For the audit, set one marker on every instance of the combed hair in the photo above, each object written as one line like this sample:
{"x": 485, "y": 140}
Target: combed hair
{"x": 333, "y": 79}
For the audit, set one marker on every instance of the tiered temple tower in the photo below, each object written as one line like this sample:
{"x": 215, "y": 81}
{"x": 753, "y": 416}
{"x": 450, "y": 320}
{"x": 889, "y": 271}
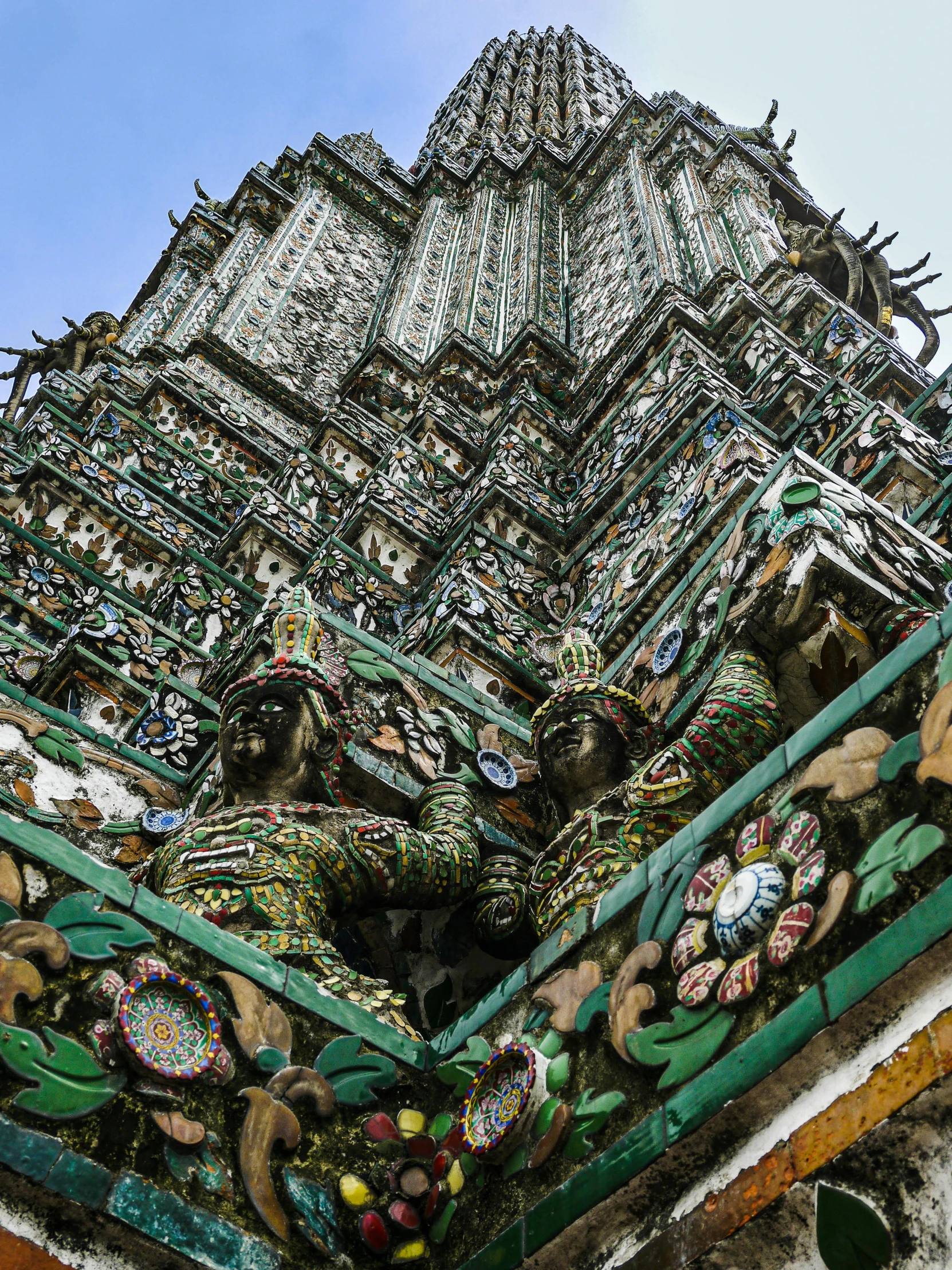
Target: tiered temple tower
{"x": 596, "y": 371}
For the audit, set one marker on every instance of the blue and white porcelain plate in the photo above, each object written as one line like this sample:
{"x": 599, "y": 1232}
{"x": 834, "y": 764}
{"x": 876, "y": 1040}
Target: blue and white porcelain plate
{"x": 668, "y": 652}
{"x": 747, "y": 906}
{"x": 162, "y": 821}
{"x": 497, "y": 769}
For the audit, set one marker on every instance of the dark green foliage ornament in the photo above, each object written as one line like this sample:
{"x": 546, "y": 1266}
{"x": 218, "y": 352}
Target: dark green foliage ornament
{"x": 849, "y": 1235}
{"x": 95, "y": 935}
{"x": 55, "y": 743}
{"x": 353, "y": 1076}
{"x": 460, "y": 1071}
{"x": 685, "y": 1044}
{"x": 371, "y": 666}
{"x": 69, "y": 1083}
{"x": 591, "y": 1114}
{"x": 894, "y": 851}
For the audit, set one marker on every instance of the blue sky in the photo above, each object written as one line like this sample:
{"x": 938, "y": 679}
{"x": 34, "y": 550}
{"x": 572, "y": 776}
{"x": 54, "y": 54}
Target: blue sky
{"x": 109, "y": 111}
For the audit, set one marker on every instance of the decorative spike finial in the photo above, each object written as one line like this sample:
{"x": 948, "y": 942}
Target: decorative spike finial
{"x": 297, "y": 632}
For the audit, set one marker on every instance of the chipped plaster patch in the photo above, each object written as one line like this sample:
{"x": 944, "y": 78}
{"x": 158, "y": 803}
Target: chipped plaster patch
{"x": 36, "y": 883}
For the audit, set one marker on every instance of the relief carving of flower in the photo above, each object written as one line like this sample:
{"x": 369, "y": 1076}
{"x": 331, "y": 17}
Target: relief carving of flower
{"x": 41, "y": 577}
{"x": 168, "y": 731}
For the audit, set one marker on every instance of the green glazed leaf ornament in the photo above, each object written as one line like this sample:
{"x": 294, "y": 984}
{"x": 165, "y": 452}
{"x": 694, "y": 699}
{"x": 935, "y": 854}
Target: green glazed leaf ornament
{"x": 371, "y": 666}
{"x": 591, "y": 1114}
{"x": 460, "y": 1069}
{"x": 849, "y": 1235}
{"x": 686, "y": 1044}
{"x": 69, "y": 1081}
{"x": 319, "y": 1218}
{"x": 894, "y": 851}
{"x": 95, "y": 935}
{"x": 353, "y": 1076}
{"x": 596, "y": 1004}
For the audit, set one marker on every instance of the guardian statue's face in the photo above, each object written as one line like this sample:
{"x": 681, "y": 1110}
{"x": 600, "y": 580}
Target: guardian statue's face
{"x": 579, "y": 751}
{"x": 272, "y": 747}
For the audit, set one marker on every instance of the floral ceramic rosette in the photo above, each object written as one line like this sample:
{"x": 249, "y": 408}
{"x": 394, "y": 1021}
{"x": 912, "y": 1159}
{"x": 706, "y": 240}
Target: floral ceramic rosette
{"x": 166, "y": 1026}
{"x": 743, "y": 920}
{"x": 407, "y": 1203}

======

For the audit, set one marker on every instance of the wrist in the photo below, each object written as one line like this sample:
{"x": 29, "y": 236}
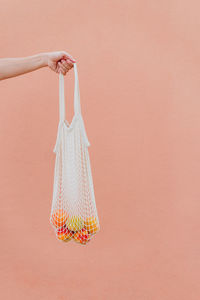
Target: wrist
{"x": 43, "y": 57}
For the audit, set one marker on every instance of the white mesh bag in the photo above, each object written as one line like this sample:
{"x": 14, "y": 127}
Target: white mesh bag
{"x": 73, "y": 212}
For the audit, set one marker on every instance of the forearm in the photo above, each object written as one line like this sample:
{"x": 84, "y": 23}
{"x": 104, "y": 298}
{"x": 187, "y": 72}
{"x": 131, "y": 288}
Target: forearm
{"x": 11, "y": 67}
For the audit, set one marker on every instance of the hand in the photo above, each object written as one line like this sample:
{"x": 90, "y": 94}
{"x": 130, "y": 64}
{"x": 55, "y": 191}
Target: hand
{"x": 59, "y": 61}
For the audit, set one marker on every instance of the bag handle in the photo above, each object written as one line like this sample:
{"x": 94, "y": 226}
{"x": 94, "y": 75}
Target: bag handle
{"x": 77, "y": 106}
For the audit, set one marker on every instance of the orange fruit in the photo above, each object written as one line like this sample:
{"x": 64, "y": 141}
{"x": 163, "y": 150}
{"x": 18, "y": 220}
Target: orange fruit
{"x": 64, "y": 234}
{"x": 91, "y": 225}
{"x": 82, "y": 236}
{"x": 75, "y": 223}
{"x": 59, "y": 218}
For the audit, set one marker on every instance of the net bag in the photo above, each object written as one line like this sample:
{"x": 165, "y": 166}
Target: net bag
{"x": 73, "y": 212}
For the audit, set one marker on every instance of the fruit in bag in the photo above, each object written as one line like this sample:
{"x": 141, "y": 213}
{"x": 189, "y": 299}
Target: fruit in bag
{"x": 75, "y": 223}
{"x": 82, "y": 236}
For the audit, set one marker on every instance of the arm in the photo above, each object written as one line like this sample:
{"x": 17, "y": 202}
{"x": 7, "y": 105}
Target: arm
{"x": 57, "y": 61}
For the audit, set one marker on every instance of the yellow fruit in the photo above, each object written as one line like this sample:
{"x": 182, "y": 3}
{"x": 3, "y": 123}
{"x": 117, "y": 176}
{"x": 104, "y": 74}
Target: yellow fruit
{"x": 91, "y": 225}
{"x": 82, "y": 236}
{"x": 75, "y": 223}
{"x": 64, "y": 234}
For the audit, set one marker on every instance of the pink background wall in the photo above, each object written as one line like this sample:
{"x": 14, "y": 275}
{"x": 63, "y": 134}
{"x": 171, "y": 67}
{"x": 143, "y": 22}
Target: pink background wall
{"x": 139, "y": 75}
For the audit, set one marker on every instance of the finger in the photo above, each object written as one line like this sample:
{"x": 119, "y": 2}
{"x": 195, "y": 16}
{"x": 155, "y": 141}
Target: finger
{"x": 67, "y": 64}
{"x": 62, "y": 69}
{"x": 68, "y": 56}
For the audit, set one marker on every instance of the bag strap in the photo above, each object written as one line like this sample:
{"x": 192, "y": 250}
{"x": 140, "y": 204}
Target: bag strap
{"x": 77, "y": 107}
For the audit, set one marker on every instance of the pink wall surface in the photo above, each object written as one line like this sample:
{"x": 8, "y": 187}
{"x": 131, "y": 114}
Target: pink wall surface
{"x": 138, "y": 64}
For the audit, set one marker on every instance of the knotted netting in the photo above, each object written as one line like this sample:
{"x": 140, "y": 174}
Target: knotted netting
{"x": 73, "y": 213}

======

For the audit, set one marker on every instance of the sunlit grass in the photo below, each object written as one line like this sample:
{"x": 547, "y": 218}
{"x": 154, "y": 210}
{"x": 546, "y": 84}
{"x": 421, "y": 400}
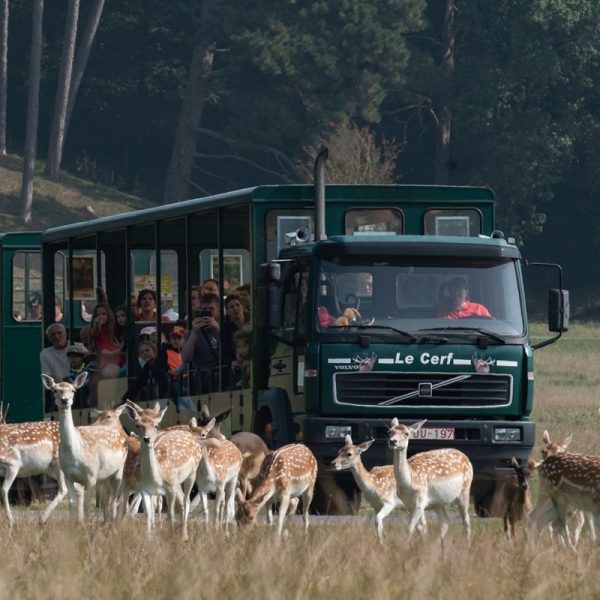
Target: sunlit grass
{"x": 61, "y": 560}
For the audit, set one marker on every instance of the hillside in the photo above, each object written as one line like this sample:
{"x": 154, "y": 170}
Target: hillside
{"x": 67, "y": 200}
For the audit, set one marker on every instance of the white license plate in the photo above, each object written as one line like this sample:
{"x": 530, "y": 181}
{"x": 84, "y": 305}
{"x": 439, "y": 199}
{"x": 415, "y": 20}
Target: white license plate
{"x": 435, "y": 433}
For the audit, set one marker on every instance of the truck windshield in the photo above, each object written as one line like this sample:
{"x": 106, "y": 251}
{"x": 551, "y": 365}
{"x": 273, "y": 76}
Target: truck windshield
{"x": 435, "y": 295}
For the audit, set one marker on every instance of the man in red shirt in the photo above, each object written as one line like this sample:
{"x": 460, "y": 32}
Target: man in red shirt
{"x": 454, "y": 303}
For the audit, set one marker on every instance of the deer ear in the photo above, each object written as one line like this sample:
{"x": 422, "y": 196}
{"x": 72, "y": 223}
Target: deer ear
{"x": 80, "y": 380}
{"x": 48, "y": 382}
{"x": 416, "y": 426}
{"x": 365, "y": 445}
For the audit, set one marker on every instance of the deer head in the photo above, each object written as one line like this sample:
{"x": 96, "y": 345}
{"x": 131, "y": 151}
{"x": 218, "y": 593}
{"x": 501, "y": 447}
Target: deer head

======

**Required task:**
Collect every line in the records that contains the string "blue", copying each one in full.

**Solution to this problem:**
For the audit, set one marker on every instance of the blue and white porcelain plate in the photo above, each object written as one line like this sample:
Target: blue and white porcelain plate
For the audit, set one marker on every instance of the blue sky in the photo above, each object written as one line like this sample:
Target: blue sky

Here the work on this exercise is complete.